→ Task to carry out
Copy out all the records with each "keypoint" changed to "marker" and nothing else altered. Leave the pictures out.

→ Entries shown

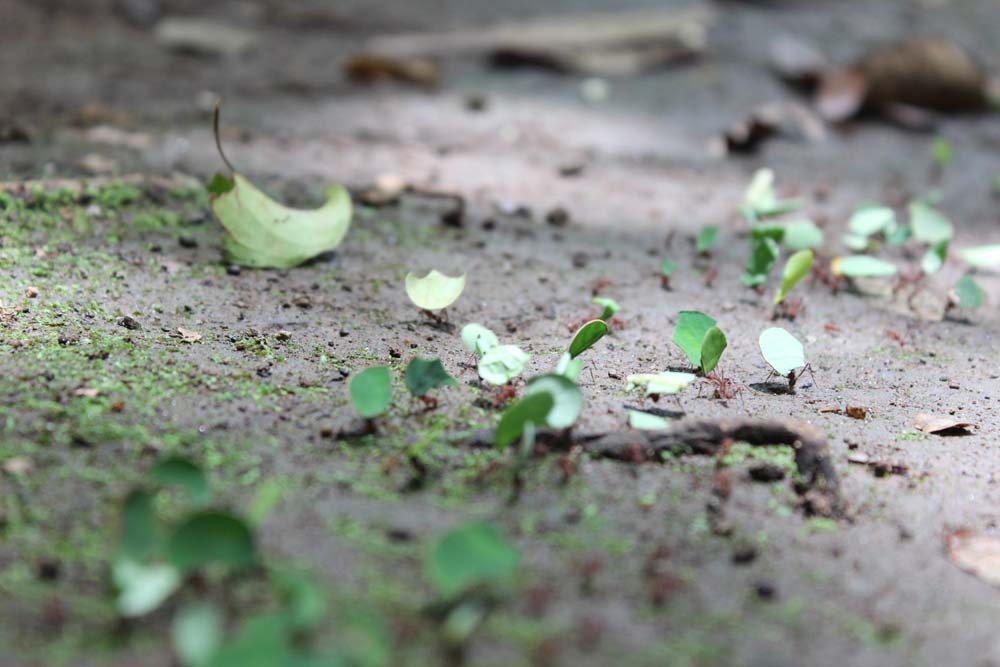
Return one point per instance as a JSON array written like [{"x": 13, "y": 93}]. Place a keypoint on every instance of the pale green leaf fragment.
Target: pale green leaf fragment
[
  {"x": 781, "y": 350},
  {"x": 870, "y": 220},
  {"x": 862, "y": 266},
  {"x": 692, "y": 325},
  {"x": 478, "y": 339},
  {"x": 712, "y": 347},
  {"x": 142, "y": 588},
  {"x": 567, "y": 399},
  {"x": 934, "y": 258},
  {"x": 196, "y": 633},
  {"x": 435, "y": 291},
  {"x": 645, "y": 421},
  {"x": 796, "y": 268},
  {"x": 983, "y": 257},
  {"x": 928, "y": 224},
  {"x": 502, "y": 363},
  {"x": 262, "y": 233}
]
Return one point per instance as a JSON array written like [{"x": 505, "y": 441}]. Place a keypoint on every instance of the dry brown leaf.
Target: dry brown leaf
[
  {"x": 18, "y": 466},
  {"x": 977, "y": 554},
  {"x": 622, "y": 42},
  {"x": 926, "y": 73},
  {"x": 369, "y": 68},
  {"x": 188, "y": 336},
  {"x": 940, "y": 424}
]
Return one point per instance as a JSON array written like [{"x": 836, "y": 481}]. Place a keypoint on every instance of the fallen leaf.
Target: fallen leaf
[
  {"x": 856, "y": 412},
  {"x": 370, "y": 68},
  {"x": 940, "y": 425},
  {"x": 188, "y": 336},
  {"x": 977, "y": 554},
  {"x": 18, "y": 466},
  {"x": 616, "y": 43},
  {"x": 264, "y": 234},
  {"x": 925, "y": 73}
]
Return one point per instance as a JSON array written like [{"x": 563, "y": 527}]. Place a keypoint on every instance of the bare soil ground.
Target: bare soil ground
[{"x": 623, "y": 563}]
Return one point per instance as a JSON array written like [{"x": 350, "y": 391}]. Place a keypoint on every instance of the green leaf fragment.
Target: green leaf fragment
[
  {"x": 371, "y": 391},
  {"x": 712, "y": 347},
  {"x": 928, "y": 224},
  {"x": 211, "y": 537},
  {"x": 706, "y": 239},
  {"x": 610, "y": 306},
  {"x": 531, "y": 409},
  {"x": 586, "y": 336},
  {"x": 781, "y": 350},
  {"x": 870, "y": 220},
  {"x": 796, "y": 268},
  {"x": 478, "y": 339},
  {"x": 422, "y": 375},
  {"x": 262, "y": 233},
  {"x": 435, "y": 291},
  {"x": 934, "y": 258},
  {"x": 502, "y": 363},
  {"x": 689, "y": 333},
  {"x": 862, "y": 266},
  {"x": 567, "y": 399},
  {"x": 469, "y": 556},
  {"x": 645, "y": 421}
]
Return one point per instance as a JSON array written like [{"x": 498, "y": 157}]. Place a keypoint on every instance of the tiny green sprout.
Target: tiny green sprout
[
  {"x": 966, "y": 294},
  {"x": 586, "y": 336},
  {"x": 929, "y": 224},
  {"x": 982, "y": 257},
  {"x": 567, "y": 399},
  {"x": 760, "y": 200},
  {"x": 783, "y": 353},
  {"x": 610, "y": 307},
  {"x": 645, "y": 421},
  {"x": 701, "y": 341},
  {"x": 371, "y": 391},
  {"x": 435, "y": 291},
  {"x": 667, "y": 268},
  {"x": 861, "y": 266},
  {"x": 706, "y": 239},
  {"x": 501, "y": 364},
  {"x": 568, "y": 367},
  {"x": 478, "y": 339},
  {"x": 941, "y": 153},
  {"x": 422, "y": 375},
  {"x": 796, "y": 268},
  {"x": 528, "y": 411},
  {"x": 470, "y": 556}
]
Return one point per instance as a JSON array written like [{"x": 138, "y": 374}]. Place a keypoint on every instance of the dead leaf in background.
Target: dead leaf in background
[
  {"x": 598, "y": 44},
  {"x": 926, "y": 73},
  {"x": 940, "y": 425},
  {"x": 977, "y": 554},
  {"x": 368, "y": 68},
  {"x": 188, "y": 336}
]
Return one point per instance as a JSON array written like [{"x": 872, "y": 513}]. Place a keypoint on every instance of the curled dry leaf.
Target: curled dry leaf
[
  {"x": 940, "y": 424},
  {"x": 927, "y": 73},
  {"x": 977, "y": 554}
]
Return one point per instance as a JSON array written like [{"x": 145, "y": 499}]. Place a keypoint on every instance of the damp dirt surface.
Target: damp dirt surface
[{"x": 692, "y": 560}]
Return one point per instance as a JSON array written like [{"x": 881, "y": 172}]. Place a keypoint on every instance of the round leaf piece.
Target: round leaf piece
[{"x": 434, "y": 291}]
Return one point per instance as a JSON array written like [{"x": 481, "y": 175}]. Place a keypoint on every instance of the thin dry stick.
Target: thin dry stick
[{"x": 705, "y": 438}]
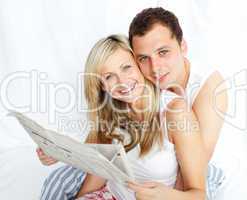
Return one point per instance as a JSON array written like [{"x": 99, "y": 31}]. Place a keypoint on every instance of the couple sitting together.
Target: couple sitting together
[{"x": 146, "y": 78}]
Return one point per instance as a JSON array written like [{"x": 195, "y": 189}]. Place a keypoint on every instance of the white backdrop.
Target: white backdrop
[{"x": 43, "y": 47}]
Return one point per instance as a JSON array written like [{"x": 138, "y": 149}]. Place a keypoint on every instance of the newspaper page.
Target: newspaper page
[{"x": 105, "y": 160}]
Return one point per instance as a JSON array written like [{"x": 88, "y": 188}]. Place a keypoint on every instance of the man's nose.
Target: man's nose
[{"x": 156, "y": 65}]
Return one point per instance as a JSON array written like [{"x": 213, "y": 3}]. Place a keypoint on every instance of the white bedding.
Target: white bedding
[{"x": 55, "y": 37}]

→ Exercise response
Return one point per instance as a JSON array written like [{"x": 13, "y": 93}]. Place a marker on every instance of the pale green leaf fragment.
Target: pale green leaf fragment
[
  {"x": 781, "y": 350},
  {"x": 870, "y": 220},
  {"x": 862, "y": 266},
  {"x": 692, "y": 325},
  {"x": 478, "y": 339},
  {"x": 712, "y": 347},
  {"x": 142, "y": 588},
  {"x": 567, "y": 399},
  {"x": 934, "y": 258},
  {"x": 196, "y": 633},
  {"x": 435, "y": 291},
  {"x": 645, "y": 421},
  {"x": 796, "y": 268},
  {"x": 983, "y": 257},
  {"x": 928, "y": 224},
  {"x": 502, "y": 363},
  {"x": 262, "y": 233}
]
Return one point per instance as a JSON array written like [{"x": 505, "y": 441}]. Place a marker on every instance of the dry brown leaf.
Target: dry brown leaf
[
  {"x": 18, "y": 466},
  {"x": 977, "y": 554},
  {"x": 622, "y": 42},
  {"x": 926, "y": 73},
  {"x": 369, "y": 68},
  {"x": 188, "y": 336},
  {"x": 940, "y": 424}
]
Return one point per instance as a JSON array written like [{"x": 836, "y": 481}]. Place a marker on every instance of the fallen leaf.
Target: fallen leaf
[
  {"x": 856, "y": 412},
  {"x": 370, "y": 68},
  {"x": 940, "y": 425},
  {"x": 188, "y": 336},
  {"x": 977, "y": 554},
  {"x": 18, "y": 466},
  {"x": 616, "y": 43},
  {"x": 264, "y": 234},
  {"x": 925, "y": 73}
]
Return one point per instance as a JSON array written like [{"x": 563, "y": 527}]. Place a marker on every instance of the bare soil ground.
Target: bare soil ground
[{"x": 623, "y": 563}]
Return one point per instance as a JSON array written like [{"x": 350, "y": 391}]. Place a marker on every instance of the green leaf fragment.
Target: green leaf fragment
[
  {"x": 371, "y": 391},
  {"x": 712, "y": 347},
  {"x": 928, "y": 224},
  {"x": 211, "y": 537},
  {"x": 706, "y": 239},
  {"x": 610, "y": 306},
  {"x": 531, "y": 409},
  {"x": 586, "y": 336},
  {"x": 781, "y": 350},
  {"x": 870, "y": 220},
  {"x": 796, "y": 268},
  {"x": 478, "y": 339},
  {"x": 422, "y": 375},
  {"x": 262, "y": 233},
  {"x": 435, "y": 291},
  {"x": 934, "y": 258},
  {"x": 502, "y": 363},
  {"x": 689, "y": 333},
  {"x": 862, "y": 266},
  {"x": 567, "y": 399},
  {"x": 469, "y": 556},
  {"x": 645, "y": 421}
]
Return one point per instance as a JSON array written like [{"x": 498, "y": 157}]. Place a marker on every instance of the tiny green sprout.
Target: tiny green sprout
[
  {"x": 966, "y": 294},
  {"x": 586, "y": 336},
  {"x": 929, "y": 224},
  {"x": 982, "y": 257},
  {"x": 567, "y": 399},
  {"x": 760, "y": 200},
  {"x": 783, "y": 353},
  {"x": 610, "y": 307},
  {"x": 645, "y": 421},
  {"x": 701, "y": 341},
  {"x": 371, "y": 391},
  {"x": 435, "y": 291},
  {"x": 667, "y": 268},
  {"x": 861, "y": 266},
  {"x": 706, "y": 239},
  {"x": 501, "y": 364},
  {"x": 568, "y": 367},
  {"x": 478, "y": 339},
  {"x": 941, "y": 153},
  {"x": 422, "y": 375},
  {"x": 796, "y": 268},
  {"x": 528, "y": 411},
  {"x": 470, "y": 556}
]
Return one point per instance as a JSON array written like [{"x": 138, "y": 374}]. Place a marker on every instance of the dead leaf in background.
Target: dead leaf in background
[
  {"x": 598, "y": 44},
  {"x": 926, "y": 73},
  {"x": 940, "y": 425},
  {"x": 977, "y": 554},
  {"x": 368, "y": 68},
  {"x": 188, "y": 336}
]
Return one point per instance as a JSON array written like [{"x": 872, "y": 513}]. Place a marker on every instance of the curled dry leaf.
Target: curled dry leaf
[
  {"x": 940, "y": 424},
  {"x": 927, "y": 73},
  {"x": 977, "y": 554}
]
Return one point per instance as a JSON array written like [{"x": 145, "y": 499}]. Place a marker on every instance of the damp dirt surface.
Target: damp dirt surface
[{"x": 692, "y": 560}]
Return one point per instance as a JSON array written like [{"x": 881, "y": 172}]. Place a marker on every instance of the round leaf piece.
Target: round leaf piece
[{"x": 434, "y": 291}]
Return one point per instance as a JSON array written like [{"x": 481, "y": 175}]. Place a marker on every instance of the thin dry stick.
Target: thin dry stick
[{"x": 705, "y": 438}]
Return one point per instance as a JSON array written like [{"x": 99, "y": 31}]. Place a marker on every instance of the couple sitting together.
Target: couple sitting together
[{"x": 146, "y": 78}]
Return one point per instance as a JSON array written like [{"x": 195, "y": 189}]. Place a marker on every instance of the white backdrop.
Target: white backdrop
[{"x": 43, "y": 47}]
Return one point per instance as a JSON array written like [{"x": 138, "y": 149}]. Place a marker on every instance of the newspaper page.
Target: newspaper page
[{"x": 105, "y": 160}]
Return one point per instance as a JSON array written like [{"x": 88, "y": 188}]. Place a marker on every instance of the man's nose.
Target: man's nose
[{"x": 156, "y": 65}]
Return one point per instance as a JSON array written like [{"x": 213, "y": 3}]. Place a marker on every instance of the white bedding.
Target: white bedding
[{"x": 55, "y": 37}]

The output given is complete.